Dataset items
□ □ □ □ □
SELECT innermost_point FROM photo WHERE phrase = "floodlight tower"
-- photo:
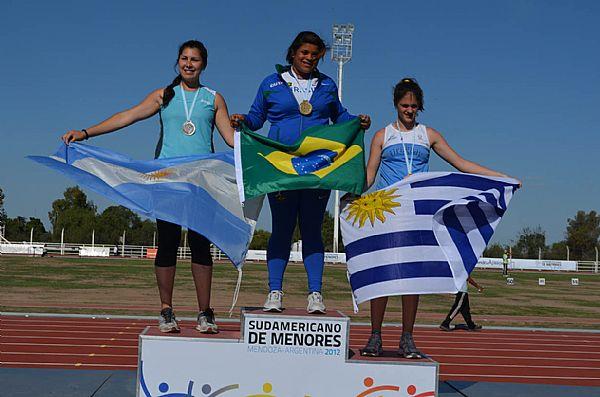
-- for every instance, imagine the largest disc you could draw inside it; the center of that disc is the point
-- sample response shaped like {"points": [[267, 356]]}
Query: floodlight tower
{"points": [[341, 52]]}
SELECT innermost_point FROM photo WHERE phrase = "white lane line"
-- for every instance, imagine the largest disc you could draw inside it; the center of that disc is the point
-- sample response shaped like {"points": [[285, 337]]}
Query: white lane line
{"points": [[518, 376], [428, 350], [72, 354], [69, 364], [518, 357], [71, 331], [69, 338], [519, 366], [70, 345]]}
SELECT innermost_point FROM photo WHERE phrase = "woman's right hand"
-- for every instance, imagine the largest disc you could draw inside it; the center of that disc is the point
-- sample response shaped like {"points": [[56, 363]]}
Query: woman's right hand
{"points": [[236, 120], [73, 136]]}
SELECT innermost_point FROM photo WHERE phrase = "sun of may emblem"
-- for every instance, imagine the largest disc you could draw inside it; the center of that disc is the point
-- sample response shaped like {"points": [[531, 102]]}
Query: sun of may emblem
{"points": [[157, 175], [371, 206]]}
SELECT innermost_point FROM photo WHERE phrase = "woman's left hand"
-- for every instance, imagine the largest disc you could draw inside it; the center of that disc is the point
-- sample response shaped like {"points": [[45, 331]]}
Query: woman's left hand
{"points": [[365, 121]]}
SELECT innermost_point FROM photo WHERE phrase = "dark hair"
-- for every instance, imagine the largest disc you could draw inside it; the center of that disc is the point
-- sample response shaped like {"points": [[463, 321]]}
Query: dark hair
{"points": [[405, 86], [305, 37], [169, 92]]}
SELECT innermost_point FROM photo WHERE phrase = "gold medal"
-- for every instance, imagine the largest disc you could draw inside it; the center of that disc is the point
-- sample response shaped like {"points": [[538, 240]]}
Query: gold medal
{"points": [[305, 107]]}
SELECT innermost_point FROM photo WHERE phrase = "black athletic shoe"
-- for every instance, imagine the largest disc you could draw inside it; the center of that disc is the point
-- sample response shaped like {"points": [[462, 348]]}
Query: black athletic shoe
{"points": [[374, 346], [407, 347], [167, 321]]}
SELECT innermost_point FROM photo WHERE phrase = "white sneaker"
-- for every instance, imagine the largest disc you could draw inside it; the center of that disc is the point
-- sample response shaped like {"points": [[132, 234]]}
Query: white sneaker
{"points": [[274, 302], [315, 303]]}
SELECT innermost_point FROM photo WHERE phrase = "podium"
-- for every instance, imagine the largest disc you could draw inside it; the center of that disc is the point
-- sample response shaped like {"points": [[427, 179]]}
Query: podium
{"points": [[284, 354]]}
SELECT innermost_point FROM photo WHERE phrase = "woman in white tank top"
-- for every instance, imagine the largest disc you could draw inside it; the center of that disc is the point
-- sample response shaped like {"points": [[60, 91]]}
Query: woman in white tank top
{"points": [[397, 151]]}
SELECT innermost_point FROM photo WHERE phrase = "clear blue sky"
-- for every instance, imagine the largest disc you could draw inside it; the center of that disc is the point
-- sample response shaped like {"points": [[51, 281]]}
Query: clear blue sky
{"points": [[514, 85]]}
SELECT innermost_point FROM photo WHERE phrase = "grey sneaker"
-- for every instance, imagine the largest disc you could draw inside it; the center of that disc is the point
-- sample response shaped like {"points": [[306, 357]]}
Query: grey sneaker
{"points": [[167, 321], [315, 303], [374, 346], [274, 302], [407, 347], [206, 322]]}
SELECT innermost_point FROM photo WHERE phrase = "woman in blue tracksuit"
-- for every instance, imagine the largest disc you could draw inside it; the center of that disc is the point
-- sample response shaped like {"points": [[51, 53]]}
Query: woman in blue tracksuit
{"points": [[293, 99]]}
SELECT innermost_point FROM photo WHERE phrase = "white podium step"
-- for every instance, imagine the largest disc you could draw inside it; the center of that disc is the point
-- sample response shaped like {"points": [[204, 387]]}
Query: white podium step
{"points": [[284, 354]]}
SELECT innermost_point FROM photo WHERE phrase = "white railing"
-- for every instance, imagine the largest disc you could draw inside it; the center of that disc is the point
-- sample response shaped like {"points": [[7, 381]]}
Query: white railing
{"points": [[147, 251]]}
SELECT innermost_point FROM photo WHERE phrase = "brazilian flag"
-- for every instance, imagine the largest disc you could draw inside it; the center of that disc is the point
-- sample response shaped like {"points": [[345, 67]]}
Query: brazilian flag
{"points": [[324, 157]]}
□ □ □ □ □
▶ _Task objective_
Write out each entry word for word, images excluded.

▶ _Your response_
SELECT innermost_point FROM photo WHERE phrase = "floodlight tower"
-- photo:
-- for every instance, imagine the largest disc you could draw inside it; the center of that disc is the point
-- sample response shaped like {"points": [[267, 356]]}
Query: floodlight tower
{"points": [[341, 52]]}
SELECT innermost_point FROM photo WHERE phrase = "white lane line"
-- for every instance, imagine the largest disc you could draw inside it; the center of that disc is the point
-- sample response shaped like {"points": [[285, 337]]}
Query: white lane line
{"points": [[518, 376], [428, 350], [72, 354], [69, 364], [518, 357], [71, 331], [69, 338], [519, 366], [70, 345]]}
SELECT innermost_point FROM photo WHERE phrase = "woman's right hand"
-- for every instance, imagine the largest disc you could draw inside it; the center of that disc is the point
-- sample response shaped like {"points": [[56, 363]]}
Query: woman's right hand
{"points": [[236, 120], [73, 136]]}
SELECT innermost_point FROM photo WHERE phrase = "sun of may emblem"
-- for every instance, imagine the largest disc you could draw inside it; the center of that disc is the point
-- sample response shaped like {"points": [[531, 102]]}
Query: sun of may emblem
{"points": [[157, 175], [371, 206]]}
SELECT innermost_point FROM photo WHERE phrase = "woman's left hand"
-- for every instance, imagine the largest disc you could draw inside it; the center of that disc is the point
-- sample response shaped like {"points": [[45, 331]]}
Query: woman's left hand
{"points": [[365, 121]]}
SELECT innermost_point FROM photo WHERE phrase = "dark hair"
-- for every instance, imagine the largest disc you could draw inside it; the center of that disc is the point
-- sample response shaped like {"points": [[463, 321]]}
Query: dark hair
{"points": [[405, 86], [305, 37], [169, 92]]}
SELECT innermost_point FROM photo WHERE phrase = "gold medal"
-- for every instance, imagine the largest disc you could draw inside it; the center of that disc is the point
-- sample response shaped like {"points": [[538, 240]]}
Query: gold medal
{"points": [[305, 107]]}
SELECT innermost_point FROM photo WHERE phrase = "black athletic shoe"
-- for every instance, imagine the largest disc you could draw inside it; the center of that disc is the point
-- sample response shaped like {"points": [[462, 348]]}
Query: black athletic shoe
{"points": [[374, 346], [407, 347], [167, 321]]}
SELECT innermost_point FROM photo WHERE phrase = "white sneaker"
-- for every instance, imagine the largest disc you could draw inside it; the center of that disc is the point
-- sample response shaped like {"points": [[132, 234]]}
Query: white sneaker
{"points": [[274, 302], [315, 303]]}
SELECT innermost_point FROM photo WHERE phrase = "podium"
-- for every instance, imagine the largest disc you could draw inside it; the center of that disc is the point
-- sample response shaped like {"points": [[427, 179]]}
Query: podium
{"points": [[284, 354]]}
SELECT innermost_point FROM photo WHERE phrase = "woman in white tank top"
-- for every instance, imagine the largest disc you could draw inside it; the center of that disc is the point
-- sample response shaped like {"points": [[60, 91]]}
Query: woman in white tank top
{"points": [[397, 151]]}
SELECT innermost_point FROM photo WHERE phrase = "clear blue sky"
-- for every instance, imagine the largest disc you could draw inside it; the center of that disc is the point
-- sample response shaped like {"points": [[51, 281]]}
Query: clear blue sky
{"points": [[514, 85]]}
SELECT innermost_point FROM photo WHERE phrase = "grey sneaker"
-- for every instance, imagine the largest disc you could draw inside it; the center of that disc is the point
-- sample response shaped like {"points": [[306, 357]]}
Query: grey sneaker
{"points": [[167, 321], [315, 303], [374, 346], [274, 302], [407, 347], [206, 322]]}
SELECT innermost_point FROM photo WHERE phrase = "woman in blue tracksuit"
-- for every instance, imagine the largest disc you could draw inside it; the center of that disc is the point
-- sample response shaped like {"points": [[51, 53]]}
Query: woman in blue tracksuit
{"points": [[293, 99]]}
SELECT innermost_point FROM photo WHERE phrase = "white podium step"
-- for every instance, imagine the largest disc you could draw inside it; the center of that disc is the point
-- sample response shaped like {"points": [[204, 387]]}
Query: white podium step
{"points": [[284, 354]]}
SELECT innermost_point FROM photo WHERE phrase = "white railing"
-- for every instance, imagine the largest disc you could draw inside it; the center of that disc is the point
-- sample response shaped like {"points": [[7, 381]]}
Query: white railing
{"points": [[147, 251]]}
SELECT innermost_point FROM photo WHERE phrase = "brazilian flag"
-- for every instance, imagine the largest disc you could draw inside it; the center of that disc is the point
-- sample response shaped like {"points": [[345, 67]]}
Query: brazilian flag
{"points": [[324, 157]]}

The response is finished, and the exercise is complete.